TEXT EXTRACT:
Three Mile Island is a classic example of the misattributing of an accident to operators and the use of hindsight to label operators' actions as erroneous. Operators are usually blamed for this accident although the accident sequence was initiated and compounded by equipment failure that was completely independent of operator action. Furthermore, the major errors of the operators could only have been seen after the fact; at the time, there was not enough information about what was going on in the plant to make better decisions. In fact, the events that occurred have been labelled as inevitable given the existing instrumentation [7]: They were a direct function of the electromechanical system design. For example, the computer was hours behind in printing out alarms and information although decisions had to be made in minutes, the instrumentation was unreadable under emergency conditions, and the wrong information was provided. Prior to the Three Mile Island accident, nuclear engineers took little interest in operator interface design. The Kemeny Commission's report on the accident concluded that the operator error was precipitated and compounded by basic flaws in system design [20].

The Vincennes (Iranian Airbus) incident is well known, but many other less-publicized accidents have occurred due to poor design of the human/computer interface. At one chemical plant in Britain, a computer printed a long list of alarms when a power failure occurred. The design team had assumed that in such a situation the operator would immediately trip (shutdown) the plant. Instead, the operator watched the computer print the list of alarms and wondered what to do. The operator should not bear the responsibility alone here; if any person is overloaded with too much information, they are most likely to do nothing while they try to understand the situation [21].

A basic understanding of human psychology and behavior is a prerequisite for user interface design that is commonly missing from software engineering education. A design, for example, that involves displaying data or instructions on a screen for an operator to check and to verify by pressing the enter button will, over time and after few errors are found, result in the operator getting into the habit of pressing the enter key multiple times in rapid succession. Most of us have fallen into this trap ourselves.

The solution is obvious. Software engineers must take human factors more seriously and human engineering experts must be involved in the design of safety-critical software interfaces.

SUPPLIED INFORMATION:
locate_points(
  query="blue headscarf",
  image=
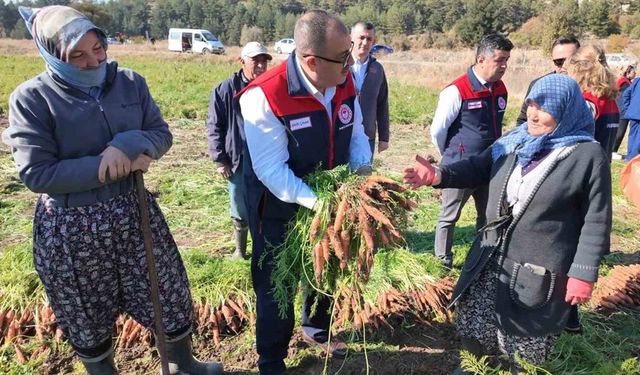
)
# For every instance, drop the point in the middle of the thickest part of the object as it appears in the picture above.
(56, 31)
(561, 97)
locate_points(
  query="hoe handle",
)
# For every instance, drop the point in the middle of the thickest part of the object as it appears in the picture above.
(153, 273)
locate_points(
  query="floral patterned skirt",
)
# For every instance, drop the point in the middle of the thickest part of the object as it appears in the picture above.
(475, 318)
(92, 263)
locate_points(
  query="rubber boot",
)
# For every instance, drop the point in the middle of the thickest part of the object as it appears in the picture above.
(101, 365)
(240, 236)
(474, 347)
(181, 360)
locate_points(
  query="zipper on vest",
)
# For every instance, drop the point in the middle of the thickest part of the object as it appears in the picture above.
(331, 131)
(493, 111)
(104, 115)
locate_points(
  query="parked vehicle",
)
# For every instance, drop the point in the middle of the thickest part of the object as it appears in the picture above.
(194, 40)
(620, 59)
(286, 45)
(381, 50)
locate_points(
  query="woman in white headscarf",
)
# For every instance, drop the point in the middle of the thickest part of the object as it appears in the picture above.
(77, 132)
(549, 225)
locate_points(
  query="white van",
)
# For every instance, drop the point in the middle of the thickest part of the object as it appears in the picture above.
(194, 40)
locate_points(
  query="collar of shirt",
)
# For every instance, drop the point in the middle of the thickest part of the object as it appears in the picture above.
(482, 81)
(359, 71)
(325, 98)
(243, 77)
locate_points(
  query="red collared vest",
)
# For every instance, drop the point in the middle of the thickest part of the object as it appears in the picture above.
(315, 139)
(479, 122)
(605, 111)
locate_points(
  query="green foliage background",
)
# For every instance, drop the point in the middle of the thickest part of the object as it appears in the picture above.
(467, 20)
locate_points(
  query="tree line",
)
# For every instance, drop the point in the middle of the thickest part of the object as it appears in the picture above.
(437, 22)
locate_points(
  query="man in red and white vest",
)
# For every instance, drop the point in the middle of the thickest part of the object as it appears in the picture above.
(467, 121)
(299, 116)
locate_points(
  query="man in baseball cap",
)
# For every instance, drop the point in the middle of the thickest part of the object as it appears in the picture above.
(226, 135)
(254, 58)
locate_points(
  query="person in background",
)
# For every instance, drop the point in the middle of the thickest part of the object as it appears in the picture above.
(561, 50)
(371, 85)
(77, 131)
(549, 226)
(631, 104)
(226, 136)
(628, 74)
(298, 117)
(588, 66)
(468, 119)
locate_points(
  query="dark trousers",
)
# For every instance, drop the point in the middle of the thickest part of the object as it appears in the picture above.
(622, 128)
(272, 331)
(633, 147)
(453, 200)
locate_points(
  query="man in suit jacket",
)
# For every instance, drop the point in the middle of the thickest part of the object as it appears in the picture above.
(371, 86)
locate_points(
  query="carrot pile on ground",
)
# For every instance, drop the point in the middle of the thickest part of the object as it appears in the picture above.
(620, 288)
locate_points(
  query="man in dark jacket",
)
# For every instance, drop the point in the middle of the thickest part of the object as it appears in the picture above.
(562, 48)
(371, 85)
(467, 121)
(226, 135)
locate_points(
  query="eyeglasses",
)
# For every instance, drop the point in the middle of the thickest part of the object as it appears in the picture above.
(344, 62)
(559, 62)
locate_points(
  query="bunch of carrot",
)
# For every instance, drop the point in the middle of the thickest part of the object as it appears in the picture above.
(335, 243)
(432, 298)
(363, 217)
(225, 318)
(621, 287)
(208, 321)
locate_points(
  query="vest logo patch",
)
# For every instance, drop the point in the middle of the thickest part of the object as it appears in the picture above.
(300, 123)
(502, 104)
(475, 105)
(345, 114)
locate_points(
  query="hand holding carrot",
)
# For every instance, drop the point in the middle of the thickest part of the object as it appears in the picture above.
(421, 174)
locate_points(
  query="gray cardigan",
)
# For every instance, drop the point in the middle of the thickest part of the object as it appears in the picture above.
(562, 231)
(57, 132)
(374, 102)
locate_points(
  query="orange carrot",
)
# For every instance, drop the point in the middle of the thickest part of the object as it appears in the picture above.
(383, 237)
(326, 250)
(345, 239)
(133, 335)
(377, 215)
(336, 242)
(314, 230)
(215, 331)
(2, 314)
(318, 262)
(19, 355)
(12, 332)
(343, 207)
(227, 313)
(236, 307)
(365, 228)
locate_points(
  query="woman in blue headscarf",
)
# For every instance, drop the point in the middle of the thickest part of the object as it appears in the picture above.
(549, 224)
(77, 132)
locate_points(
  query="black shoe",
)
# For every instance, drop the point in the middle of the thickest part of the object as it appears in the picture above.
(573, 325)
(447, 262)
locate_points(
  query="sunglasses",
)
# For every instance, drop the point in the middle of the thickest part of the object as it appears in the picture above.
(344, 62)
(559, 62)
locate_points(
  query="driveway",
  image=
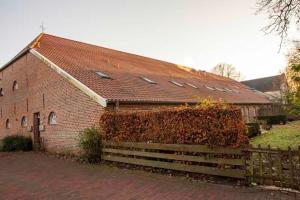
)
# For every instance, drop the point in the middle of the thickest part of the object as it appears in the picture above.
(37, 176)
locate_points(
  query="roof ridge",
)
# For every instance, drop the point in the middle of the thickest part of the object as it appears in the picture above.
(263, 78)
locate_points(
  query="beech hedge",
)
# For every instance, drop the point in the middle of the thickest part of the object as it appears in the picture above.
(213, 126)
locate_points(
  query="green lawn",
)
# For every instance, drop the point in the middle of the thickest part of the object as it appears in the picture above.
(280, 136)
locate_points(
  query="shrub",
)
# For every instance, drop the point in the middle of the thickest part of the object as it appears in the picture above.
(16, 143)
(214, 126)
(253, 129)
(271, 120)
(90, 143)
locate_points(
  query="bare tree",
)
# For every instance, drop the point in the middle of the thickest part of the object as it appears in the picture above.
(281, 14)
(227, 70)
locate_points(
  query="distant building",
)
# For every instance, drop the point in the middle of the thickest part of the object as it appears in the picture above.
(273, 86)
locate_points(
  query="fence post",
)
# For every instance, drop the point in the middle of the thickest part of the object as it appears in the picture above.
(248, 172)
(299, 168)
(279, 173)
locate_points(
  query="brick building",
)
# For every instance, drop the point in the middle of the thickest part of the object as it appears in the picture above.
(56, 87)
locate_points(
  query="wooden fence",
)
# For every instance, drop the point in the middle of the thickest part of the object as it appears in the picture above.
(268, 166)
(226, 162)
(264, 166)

DIRECTIONS:
a – Please transcribe the passage of the text on operator error and interface design from "A basic understanding" up to and including "this trap ourselves.".
b – In the text on operator error and interface design, what did the Kemeny Commission's report conclude about the operator error?
c – Decide whether each statement agrees with the text on operator error and interface design, and support each yes or no with the deciding words quoted from it.
(i) Before the Three Mile Island accident, nuclear engineers took great interest in operator interface design.
(ii) At a chemical plant in Britain, a computer printed a long list of alarms when a power failure occurred.
(iii) At Three Mile Island, the computer was hours behind in printing out alarms and information.

EXERCISE RESULTS:
a –
A basic understanding of human psychology and behavior is a prerequisite for user interface design that is commonly missing from software engineering education. A design, for example, that involves displaying data or instructions on a screen for an operator to check and to verify by pressing the enter button will, over time and after few errors are found, result in the operator getting into the habit of pressing the enter key multiple times in rapid succession. Most of us have fallen into this trap ourselves.

b – It concluded that the operator error was precipitated and compounded by basic flaws in system design.

c –
(i) No: "Prior to the Three Mile Island accident, nuclear engineers took little interest in operator interface design."
(ii) Yes: "At one chemical plant in Britain, a computer printed a long list of alarms when a power failure occurred."
(iii) Yes: "the computer was hours behind in printing out alarms and information"